* Begin *
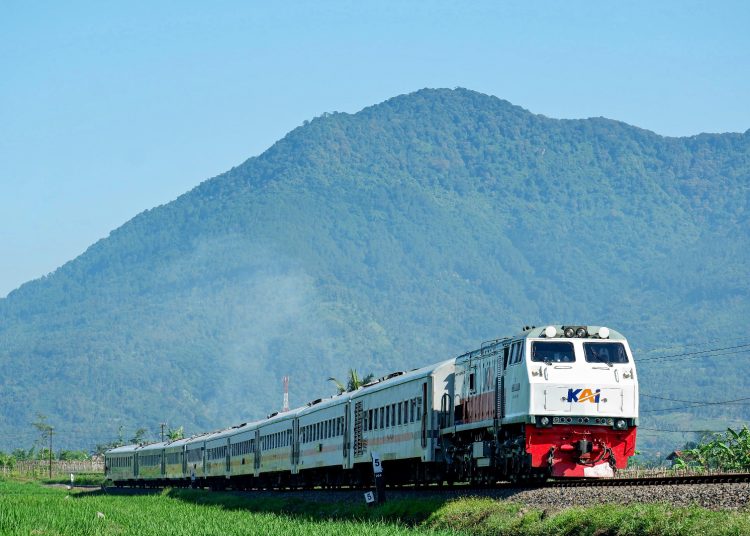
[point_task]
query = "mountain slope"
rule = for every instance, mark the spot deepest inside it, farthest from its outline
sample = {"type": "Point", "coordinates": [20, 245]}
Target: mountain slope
{"type": "Point", "coordinates": [387, 239]}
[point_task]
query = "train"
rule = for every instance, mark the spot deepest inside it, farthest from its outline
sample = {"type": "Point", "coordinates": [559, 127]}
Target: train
{"type": "Point", "coordinates": [557, 401]}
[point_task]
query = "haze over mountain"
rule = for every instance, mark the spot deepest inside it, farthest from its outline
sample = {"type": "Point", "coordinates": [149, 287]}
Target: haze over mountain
{"type": "Point", "coordinates": [384, 240]}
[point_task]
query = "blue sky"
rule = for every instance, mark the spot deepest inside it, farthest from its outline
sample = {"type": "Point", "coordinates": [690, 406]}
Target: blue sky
{"type": "Point", "coordinates": [108, 110]}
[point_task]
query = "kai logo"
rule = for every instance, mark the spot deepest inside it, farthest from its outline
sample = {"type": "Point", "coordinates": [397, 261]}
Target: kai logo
{"type": "Point", "coordinates": [584, 395]}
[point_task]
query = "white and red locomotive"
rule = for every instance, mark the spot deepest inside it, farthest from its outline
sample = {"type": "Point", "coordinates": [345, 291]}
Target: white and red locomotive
{"type": "Point", "coordinates": [559, 401]}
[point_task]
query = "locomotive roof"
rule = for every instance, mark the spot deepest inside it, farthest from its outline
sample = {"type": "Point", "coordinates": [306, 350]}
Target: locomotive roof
{"type": "Point", "coordinates": [592, 330]}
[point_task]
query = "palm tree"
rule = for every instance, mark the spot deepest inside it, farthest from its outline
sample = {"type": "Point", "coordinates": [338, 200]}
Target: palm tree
{"type": "Point", "coordinates": [353, 383]}
{"type": "Point", "coordinates": [175, 434]}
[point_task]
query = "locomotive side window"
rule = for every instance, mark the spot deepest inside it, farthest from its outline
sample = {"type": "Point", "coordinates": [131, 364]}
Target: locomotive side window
{"type": "Point", "coordinates": [552, 352]}
{"type": "Point", "coordinates": [605, 352]}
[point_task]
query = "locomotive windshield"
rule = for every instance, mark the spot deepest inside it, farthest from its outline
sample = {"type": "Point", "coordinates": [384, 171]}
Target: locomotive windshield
{"type": "Point", "coordinates": [605, 352]}
{"type": "Point", "coordinates": [552, 352]}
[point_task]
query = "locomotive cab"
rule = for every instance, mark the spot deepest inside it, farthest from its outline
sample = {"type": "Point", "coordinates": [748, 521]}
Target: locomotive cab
{"type": "Point", "coordinates": [583, 401]}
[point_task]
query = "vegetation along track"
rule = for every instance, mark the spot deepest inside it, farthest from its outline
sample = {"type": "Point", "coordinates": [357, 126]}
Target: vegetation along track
{"type": "Point", "coordinates": [714, 491]}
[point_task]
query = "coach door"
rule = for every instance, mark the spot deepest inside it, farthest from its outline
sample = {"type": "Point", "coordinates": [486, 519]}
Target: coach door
{"type": "Point", "coordinates": [229, 459]}
{"type": "Point", "coordinates": [256, 461]}
{"type": "Point", "coordinates": [425, 404]}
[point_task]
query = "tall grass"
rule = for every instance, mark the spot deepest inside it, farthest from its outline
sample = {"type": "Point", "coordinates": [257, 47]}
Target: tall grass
{"type": "Point", "coordinates": [31, 509]}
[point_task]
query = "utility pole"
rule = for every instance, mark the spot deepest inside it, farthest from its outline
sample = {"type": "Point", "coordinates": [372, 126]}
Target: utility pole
{"type": "Point", "coordinates": [285, 381]}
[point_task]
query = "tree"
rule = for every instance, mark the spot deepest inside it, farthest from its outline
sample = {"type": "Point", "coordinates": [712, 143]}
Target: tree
{"type": "Point", "coordinates": [73, 455]}
{"type": "Point", "coordinates": [727, 451]}
{"type": "Point", "coordinates": [139, 437]}
{"type": "Point", "coordinates": [353, 382]}
{"type": "Point", "coordinates": [44, 428]}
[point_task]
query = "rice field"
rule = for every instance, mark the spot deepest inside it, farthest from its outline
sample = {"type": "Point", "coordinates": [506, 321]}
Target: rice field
{"type": "Point", "coordinates": [34, 509]}
{"type": "Point", "coordinates": [31, 509]}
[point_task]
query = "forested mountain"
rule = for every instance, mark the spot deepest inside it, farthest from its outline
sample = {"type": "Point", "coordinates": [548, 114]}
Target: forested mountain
{"type": "Point", "coordinates": [384, 240]}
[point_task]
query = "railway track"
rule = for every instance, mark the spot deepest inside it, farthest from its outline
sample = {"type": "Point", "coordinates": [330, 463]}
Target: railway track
{"type": "Point", "coordinates": [719, 478]}
{"type": "Point", "coordinates": [658, 480]}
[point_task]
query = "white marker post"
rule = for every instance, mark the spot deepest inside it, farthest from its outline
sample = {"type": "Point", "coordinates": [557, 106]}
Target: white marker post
{"type": "Point", "coordinates": [377, 469]}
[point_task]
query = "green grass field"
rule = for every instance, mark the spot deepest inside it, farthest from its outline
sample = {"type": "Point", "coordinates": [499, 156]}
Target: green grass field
{"type": "Point", "coordinates": [32, 509]}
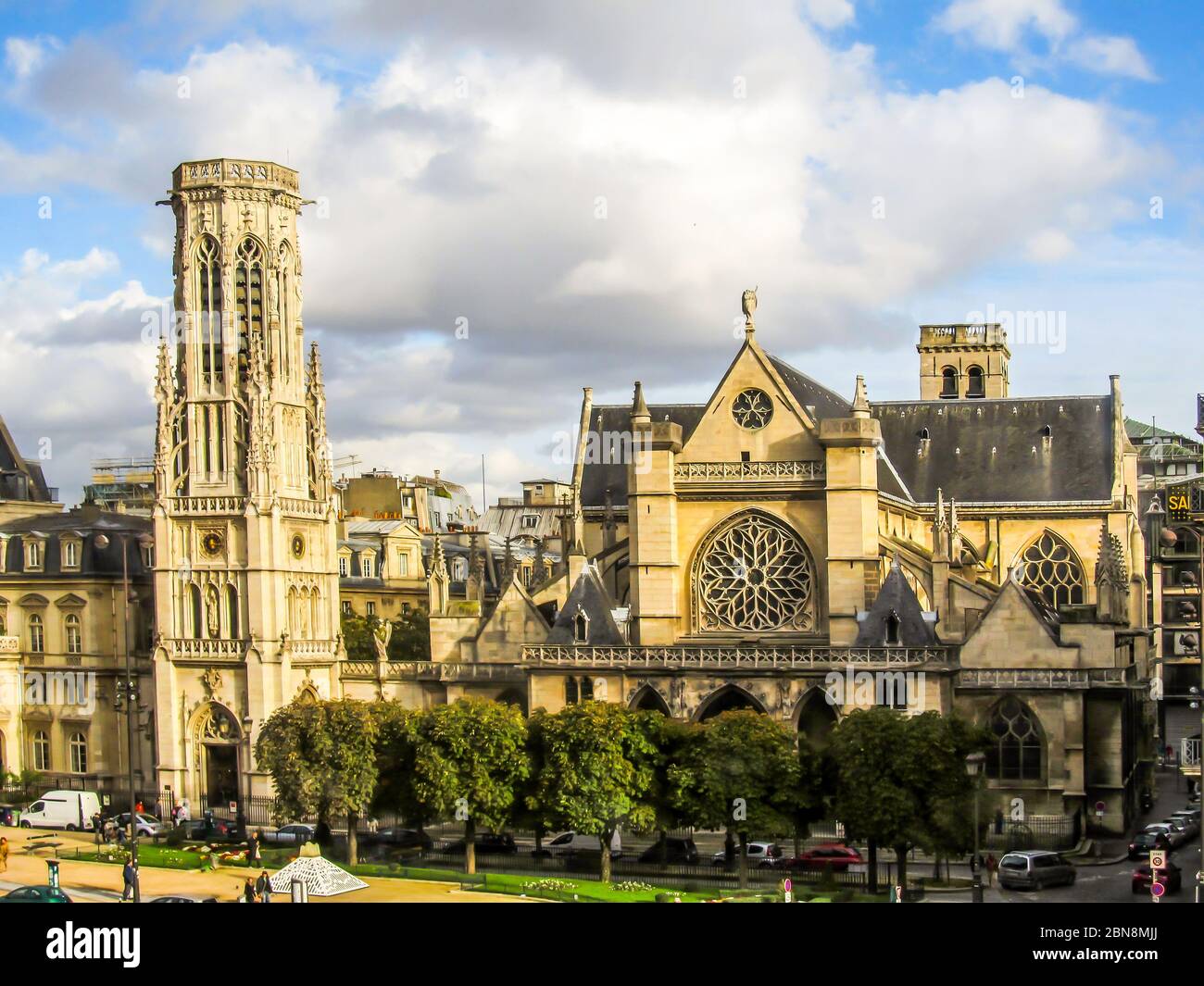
* End *
• _Exercise prompt_
Show every line above that contains the word "locomotive", matching case exactly.

• _Full answer_
query = "white and red locomotive"
Target: white and red locomotive
query = "locomotive roof"
Target: locomotive roof
query = "locomotive side window"
Target: locomotive side window
query = "locomotive windshield"
Target: locomotive windshield
query = "locomotive cab"
Target: locomotive cab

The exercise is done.